>>>
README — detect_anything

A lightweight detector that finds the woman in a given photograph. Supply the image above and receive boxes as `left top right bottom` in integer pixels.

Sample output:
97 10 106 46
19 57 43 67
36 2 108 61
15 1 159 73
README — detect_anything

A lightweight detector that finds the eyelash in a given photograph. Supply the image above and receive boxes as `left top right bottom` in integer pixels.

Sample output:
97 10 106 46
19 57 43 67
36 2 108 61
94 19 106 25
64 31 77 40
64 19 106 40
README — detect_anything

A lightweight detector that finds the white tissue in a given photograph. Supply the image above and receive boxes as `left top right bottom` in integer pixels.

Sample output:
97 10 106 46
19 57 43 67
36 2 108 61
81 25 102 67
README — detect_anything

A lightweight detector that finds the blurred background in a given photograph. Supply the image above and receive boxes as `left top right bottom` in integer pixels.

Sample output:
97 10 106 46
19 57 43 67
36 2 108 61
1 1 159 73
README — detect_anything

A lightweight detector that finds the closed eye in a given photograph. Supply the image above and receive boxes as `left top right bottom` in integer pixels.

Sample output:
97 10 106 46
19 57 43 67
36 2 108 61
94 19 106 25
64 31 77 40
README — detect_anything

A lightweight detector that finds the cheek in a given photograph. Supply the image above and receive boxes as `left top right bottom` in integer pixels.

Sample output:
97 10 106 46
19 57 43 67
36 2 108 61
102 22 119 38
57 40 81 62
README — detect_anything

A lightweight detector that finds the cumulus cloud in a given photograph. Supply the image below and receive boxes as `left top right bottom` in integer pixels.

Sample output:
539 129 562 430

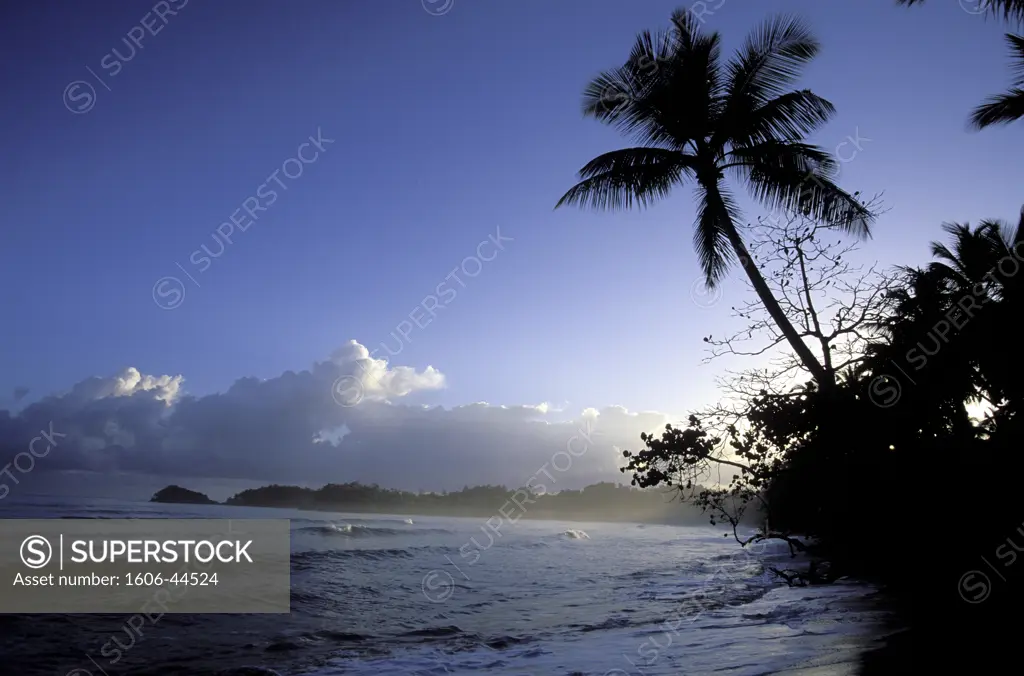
0 340 668 491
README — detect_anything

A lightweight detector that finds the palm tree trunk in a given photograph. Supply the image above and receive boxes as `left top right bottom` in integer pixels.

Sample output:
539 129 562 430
726 217 836 391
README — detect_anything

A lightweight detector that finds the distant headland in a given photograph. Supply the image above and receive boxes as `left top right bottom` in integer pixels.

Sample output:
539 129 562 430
151 482 754 525
150 485 220 505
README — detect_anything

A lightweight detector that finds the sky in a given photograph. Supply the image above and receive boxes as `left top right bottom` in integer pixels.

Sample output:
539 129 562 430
0 0 1024 490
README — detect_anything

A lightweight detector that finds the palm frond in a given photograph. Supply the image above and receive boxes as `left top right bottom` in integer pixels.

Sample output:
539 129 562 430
1005 33 1024 87
896 0 1024 22
555 147 693 211
727 141 874 238
971 87 1024 129
583 31 673 144
727 14 820 105
693 183 740 289
727 89 836 146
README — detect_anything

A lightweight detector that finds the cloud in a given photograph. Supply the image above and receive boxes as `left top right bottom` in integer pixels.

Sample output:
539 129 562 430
0 340 668 491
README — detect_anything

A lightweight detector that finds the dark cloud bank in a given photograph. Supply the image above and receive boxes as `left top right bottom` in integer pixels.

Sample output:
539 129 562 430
0 340 668 491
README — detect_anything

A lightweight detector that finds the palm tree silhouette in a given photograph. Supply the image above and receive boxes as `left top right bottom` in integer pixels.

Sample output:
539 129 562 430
555 9 874 388
896 0 1024 129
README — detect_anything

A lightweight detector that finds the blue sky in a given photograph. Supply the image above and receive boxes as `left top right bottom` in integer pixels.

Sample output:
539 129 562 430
0 0 1024 421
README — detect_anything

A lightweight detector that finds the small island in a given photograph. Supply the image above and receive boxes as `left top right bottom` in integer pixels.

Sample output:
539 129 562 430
150 485 220 505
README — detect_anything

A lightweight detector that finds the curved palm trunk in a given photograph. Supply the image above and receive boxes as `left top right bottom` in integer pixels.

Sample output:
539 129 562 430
708 185 836 391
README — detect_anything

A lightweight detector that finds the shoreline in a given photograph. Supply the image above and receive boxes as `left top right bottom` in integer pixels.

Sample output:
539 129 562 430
148 500 729 526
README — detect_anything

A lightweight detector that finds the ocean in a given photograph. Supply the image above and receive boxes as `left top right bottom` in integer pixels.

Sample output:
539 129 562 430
0 496 886 676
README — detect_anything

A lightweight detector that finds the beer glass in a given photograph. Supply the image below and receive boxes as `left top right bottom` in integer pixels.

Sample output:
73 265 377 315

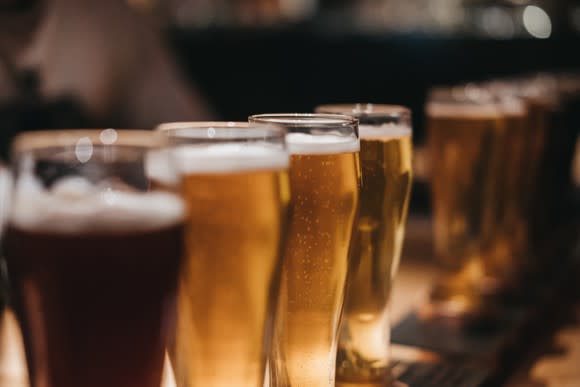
<<<
- [GIVEN TASK]: Give back every line in the entries above that contains the word "palm".

- [TASK ANSWER]:
A lightweight detector that finds the palm tree trunk in a given photograph. Supply the image above and receive boxes as `left top right bottom` in integer pixels.
A lightweight detector that finds the palm frond in a given photograph. Supply the image above and receive boxes as `left top right bottom` in integer pixels.
A lightweight detector that finds the palm tree silhouette in a given photograph. Supply the image above and receive boxes as `left top right bottom` in integer pixels.
A lightweight detector that finds the curved palm trunk in a given photograph. Supply the image above and receive boxes as `left top right bottom` in integer pixels.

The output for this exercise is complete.